Items.
====================

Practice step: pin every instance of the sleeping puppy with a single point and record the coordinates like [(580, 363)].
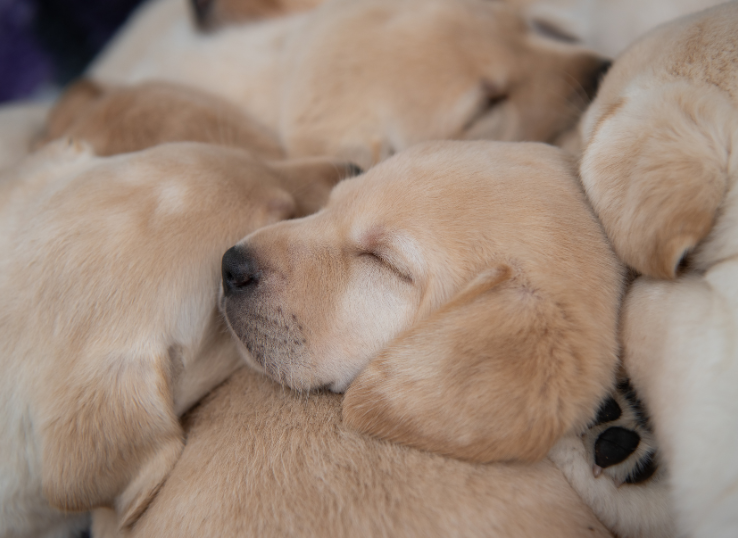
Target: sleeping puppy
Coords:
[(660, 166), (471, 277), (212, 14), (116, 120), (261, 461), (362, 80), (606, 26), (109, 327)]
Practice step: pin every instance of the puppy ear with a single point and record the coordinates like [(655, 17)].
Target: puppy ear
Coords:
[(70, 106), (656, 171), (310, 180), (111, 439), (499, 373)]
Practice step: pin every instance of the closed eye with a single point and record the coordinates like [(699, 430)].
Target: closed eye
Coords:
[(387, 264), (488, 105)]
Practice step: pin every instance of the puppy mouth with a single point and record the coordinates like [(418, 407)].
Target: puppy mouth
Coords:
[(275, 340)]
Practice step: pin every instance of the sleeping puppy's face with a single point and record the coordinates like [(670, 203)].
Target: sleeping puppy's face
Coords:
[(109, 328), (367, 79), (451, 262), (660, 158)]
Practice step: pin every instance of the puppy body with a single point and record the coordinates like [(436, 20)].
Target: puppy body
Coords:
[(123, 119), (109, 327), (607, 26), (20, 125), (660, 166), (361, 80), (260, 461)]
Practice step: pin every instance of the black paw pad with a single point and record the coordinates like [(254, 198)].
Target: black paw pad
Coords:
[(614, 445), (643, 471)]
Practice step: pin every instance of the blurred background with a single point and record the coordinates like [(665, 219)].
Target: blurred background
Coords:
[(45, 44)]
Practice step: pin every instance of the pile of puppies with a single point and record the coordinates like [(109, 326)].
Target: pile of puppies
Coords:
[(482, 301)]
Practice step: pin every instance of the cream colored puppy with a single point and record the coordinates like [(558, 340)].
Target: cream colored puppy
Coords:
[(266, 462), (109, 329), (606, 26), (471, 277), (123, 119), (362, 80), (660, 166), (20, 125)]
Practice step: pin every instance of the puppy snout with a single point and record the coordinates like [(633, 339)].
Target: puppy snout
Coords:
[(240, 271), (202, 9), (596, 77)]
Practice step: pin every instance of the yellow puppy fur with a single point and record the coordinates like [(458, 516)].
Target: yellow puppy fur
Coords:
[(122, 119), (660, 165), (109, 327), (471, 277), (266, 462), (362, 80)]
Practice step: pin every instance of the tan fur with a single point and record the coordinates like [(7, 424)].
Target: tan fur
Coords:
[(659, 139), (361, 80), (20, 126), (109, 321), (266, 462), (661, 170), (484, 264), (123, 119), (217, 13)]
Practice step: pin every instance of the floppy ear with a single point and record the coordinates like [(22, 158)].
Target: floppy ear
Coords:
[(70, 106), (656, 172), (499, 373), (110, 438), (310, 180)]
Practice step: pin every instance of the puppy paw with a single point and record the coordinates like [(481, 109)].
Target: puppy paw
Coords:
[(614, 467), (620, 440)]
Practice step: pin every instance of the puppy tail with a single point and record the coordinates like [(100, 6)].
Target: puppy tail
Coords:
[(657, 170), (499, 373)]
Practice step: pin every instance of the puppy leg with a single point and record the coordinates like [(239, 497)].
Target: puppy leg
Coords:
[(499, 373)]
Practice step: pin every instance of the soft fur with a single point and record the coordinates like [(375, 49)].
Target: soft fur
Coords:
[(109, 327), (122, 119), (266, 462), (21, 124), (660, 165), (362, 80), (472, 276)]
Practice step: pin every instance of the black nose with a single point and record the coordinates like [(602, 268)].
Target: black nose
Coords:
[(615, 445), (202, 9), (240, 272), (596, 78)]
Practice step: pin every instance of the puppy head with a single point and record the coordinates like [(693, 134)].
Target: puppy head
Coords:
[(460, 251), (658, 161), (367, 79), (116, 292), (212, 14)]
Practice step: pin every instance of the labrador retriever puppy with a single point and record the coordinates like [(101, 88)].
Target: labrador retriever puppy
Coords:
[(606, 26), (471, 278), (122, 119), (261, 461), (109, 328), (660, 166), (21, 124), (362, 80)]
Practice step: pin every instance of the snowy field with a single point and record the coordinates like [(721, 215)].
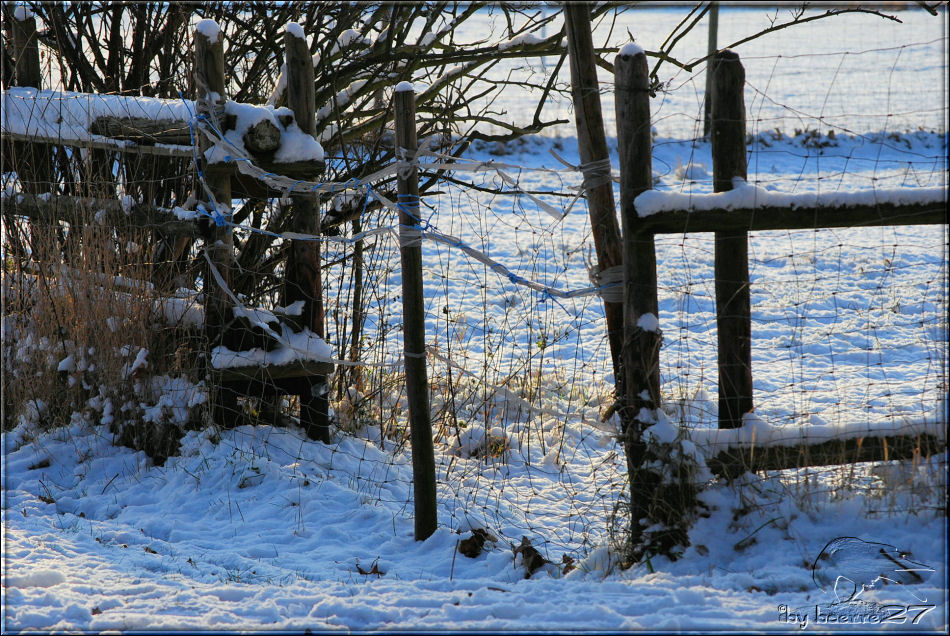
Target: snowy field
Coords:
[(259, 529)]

====================

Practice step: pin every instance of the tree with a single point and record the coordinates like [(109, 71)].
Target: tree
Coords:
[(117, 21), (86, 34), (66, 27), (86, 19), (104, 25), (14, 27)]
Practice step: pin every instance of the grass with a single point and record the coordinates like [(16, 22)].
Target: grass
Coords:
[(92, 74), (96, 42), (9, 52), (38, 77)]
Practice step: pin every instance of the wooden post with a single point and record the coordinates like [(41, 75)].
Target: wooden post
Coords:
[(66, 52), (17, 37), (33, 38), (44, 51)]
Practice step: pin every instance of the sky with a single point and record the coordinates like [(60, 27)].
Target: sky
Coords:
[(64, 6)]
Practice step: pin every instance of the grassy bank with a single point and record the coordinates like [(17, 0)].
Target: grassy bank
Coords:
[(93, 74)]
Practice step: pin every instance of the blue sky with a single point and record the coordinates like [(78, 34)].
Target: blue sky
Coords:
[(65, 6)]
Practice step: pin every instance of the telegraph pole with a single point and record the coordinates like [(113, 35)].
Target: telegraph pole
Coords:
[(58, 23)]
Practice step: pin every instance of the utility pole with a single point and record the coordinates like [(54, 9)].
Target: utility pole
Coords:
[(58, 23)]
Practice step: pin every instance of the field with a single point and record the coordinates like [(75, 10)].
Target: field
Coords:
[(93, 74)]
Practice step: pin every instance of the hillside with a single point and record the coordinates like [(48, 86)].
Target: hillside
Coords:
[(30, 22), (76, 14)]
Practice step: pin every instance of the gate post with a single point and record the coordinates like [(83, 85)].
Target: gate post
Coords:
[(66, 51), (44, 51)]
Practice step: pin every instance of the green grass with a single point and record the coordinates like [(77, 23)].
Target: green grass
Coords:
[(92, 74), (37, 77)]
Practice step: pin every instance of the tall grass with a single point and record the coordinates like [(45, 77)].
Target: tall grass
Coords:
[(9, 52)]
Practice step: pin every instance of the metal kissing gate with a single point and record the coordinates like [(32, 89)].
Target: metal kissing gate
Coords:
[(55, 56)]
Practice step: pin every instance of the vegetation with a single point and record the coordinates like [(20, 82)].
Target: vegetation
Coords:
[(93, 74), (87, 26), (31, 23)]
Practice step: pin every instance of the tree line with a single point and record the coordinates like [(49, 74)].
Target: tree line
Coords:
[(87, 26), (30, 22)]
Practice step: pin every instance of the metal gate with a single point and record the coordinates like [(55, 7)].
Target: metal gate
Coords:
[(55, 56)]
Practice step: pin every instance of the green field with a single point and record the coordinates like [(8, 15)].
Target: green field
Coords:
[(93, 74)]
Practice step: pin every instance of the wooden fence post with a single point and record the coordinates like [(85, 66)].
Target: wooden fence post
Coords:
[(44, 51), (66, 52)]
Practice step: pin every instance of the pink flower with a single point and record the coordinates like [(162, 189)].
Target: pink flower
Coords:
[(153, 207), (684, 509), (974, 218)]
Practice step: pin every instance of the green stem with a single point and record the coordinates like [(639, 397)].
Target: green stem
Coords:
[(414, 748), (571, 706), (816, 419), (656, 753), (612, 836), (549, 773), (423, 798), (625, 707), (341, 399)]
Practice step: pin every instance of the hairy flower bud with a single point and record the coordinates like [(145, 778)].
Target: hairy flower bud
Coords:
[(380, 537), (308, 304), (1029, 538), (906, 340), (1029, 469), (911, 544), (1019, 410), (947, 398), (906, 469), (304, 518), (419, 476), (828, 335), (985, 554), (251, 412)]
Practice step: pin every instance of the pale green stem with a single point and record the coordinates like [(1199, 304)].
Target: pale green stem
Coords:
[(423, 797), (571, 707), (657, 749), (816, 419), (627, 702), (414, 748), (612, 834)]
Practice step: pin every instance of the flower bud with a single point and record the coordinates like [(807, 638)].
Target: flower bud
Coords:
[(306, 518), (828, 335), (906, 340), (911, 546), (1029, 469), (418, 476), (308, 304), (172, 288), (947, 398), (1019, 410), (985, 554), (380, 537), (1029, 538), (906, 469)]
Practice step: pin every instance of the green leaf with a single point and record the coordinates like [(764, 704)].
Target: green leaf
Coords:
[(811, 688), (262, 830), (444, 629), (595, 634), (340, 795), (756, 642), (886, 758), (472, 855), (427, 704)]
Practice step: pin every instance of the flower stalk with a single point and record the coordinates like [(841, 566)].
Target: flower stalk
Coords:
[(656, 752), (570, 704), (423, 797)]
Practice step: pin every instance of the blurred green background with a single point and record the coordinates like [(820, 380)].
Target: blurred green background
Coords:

====================

Do this. Can you print, word for word, the lines of the material above, beginning at the line that has "Practice step: pin every instance of the tall" and stopping after the line that has "[(87, 26), (30, 22)]"?

Answer to this exercise.
Practice step: pin every instance of the tall grass with a single point and record the coordinates like [(45, 77)].
Target: tall grass
Coords:
[(9, 52)]
Practice step: pin every instance of the metal kissing gate with a single point and record the coordinates like [(32, 89)].
Target: metal kissing gate
Coords:
[(55, 56)]
Practice step: pin every instance of the vegetation with a single point and record the coordinates like [(20, 82)].
Target: vegetation
Coords:
[(93, 74), (87, 26), (31, 23)]
Practice step: pin every instance of the tree line with a single point and record the coordinates like [(49, 74)].
Target: tree line
Coords:
[(87, 26), (30, 22)]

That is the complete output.